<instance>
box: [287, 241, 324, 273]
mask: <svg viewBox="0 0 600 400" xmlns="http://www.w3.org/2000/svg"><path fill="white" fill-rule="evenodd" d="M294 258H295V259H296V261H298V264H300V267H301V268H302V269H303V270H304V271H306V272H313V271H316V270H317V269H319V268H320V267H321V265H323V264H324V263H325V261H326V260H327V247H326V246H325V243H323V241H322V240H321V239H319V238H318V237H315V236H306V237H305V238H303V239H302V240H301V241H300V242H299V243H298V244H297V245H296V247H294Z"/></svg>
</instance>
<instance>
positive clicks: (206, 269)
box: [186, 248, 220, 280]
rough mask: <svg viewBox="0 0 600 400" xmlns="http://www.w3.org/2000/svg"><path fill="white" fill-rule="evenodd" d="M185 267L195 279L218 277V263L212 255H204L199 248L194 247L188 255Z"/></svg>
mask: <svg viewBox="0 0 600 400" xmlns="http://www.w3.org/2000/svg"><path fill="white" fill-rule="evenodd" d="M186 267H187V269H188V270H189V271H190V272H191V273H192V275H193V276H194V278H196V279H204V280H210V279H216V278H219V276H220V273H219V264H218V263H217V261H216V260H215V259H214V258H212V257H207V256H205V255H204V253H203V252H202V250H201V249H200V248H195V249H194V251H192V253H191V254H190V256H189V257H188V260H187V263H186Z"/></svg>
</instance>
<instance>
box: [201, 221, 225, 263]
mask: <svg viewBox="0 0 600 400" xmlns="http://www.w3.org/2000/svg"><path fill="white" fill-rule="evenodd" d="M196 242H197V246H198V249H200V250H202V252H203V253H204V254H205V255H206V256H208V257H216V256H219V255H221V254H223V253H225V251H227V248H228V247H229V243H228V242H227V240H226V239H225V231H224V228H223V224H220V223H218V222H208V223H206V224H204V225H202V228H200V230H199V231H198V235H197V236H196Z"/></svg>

WHAT YOU HAVE TO DO: The full set of records must be output again exactly.

RESULT:
<instance>
box: [287, 241, 324, 273]
mask: <svg viewBox="0 0 600 400" xmlns="http://www.w3.org/2000/svg"><path fill="white" fill-rule="evenodd" d="M294 258H295V259H296V261H298V264H300V267H301V268H302V269H303V270H304V271H306V272H313V271H316V270H317V269H319V268H320V267H321V265H323V264H324V263H325V261H326V260H327V247H326V246H325V243H323V241H322V240H321V239H319V238H318V237H315V236H306V237H305V238H303V239H302V240H301V241H300V242H299V243H298V244H297V245H296V247H294Z"/></svg>
</instance>
<instance>
positive clicks: (206, 269)
box: [186, 248, 220, 280]
rough mask: <svg viewBox="0 0 600 400" xmlns="http://www.w3.org/2000/svg"><path fill="white" fill-rule="evenodd" d="M185 267L195 279L218 277V263L212 255H204L199 248L194 247L188 255Z"/></svg>
mask: <svg viewBox="0 0 600 400" xmlns="http://www.w3.org/2000/svg"><path fill="white" fill-rule="evenodd" d="M186 267H187V269H188V270H189V271H190V272H191V273H192V275H193V276H194V278H196V279H204V280H210V279H216V278H219V276H220V273H219V264H218V263H217V261H216V260H215V259H214V258H212V257H207V256H205V255H204V253H203V252H202V250H201V249H200V248H195V249H194V251H192V253H191V254H190V256H189V257H188V260H187V263H186Z"/></svg>
</instance>
<instance>
box: [201, 221, 225, 263]
mask: <svg viewBox="0 0 600 400" xmlns="http://www.w3.org/2000/svg"><path fill="white" fill-rule="evenodd" d="M196 242H197V246H198V249H200V250H202V252H203V253H204V254H205V255H206V256H208V257H216V256H219V255H221V254H223V253H225V251H227V248H228V247H229V243H228V242H227V240H226V239H225V231H224V228H223V224H220V223H218V222H208V223H206V224H204V225H202V228H200V230H199V231H198V235H197V236H196Z"/></svg>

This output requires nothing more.